* **Text block**:
Former first lady Melania Trump thought her husband, Donald, was getting “bad advice” in his final months in office and was concerned about unannounced visitors — such as election-denying attorneys Rudy Giuliani and Sidney Powell — walking in on her when she was wearing only a robe, according to testimony by her estranged former chief of staff earlier this year.
Stephanie Grisham told the House select committee that investigated last year’s Capitol riot that Melania, now 52, thought her husband’s advisers failed him during the final part of his presidency and grew “very upset” when they entered the White House’s residential areas without warning.
“She hated when people would come to the residence,” Grisham said in testimony from May, according to a transcript released Thursday by the panel.
“That was her home, she wanted privacy. So I do recall, towards the end, her telling me that there were constantly meetings happening in the Yellow Oval, which is the room up in the residence, with various people,” Grisham said.

* **Work instructions**:
Copy the piece on Melania Trump from the words "Stephanie Grisham told" through the words "areas without warning.", and swap "House select committee" for "congressional panel". You won't need the lines that come after this to do anything here.

* **Data excerpt**:
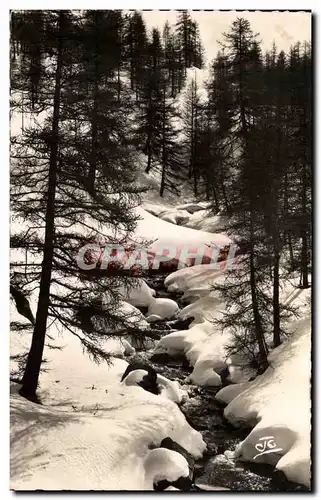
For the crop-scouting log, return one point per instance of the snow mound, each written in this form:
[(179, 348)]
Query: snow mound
[(105, 449), (278, 404), (152, 228), (168, 389), (174, 216), (163, 464), (140, 296), (193, 207)]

* **Task response**:
Stephanie Grisham told the congressional panel that investigated last year’s Capitol riot that Melania, now 52, thought her husband’s advisers failed him during the final part of his presidency and grew “very upset” when they entered the White House’s residential areas without warning.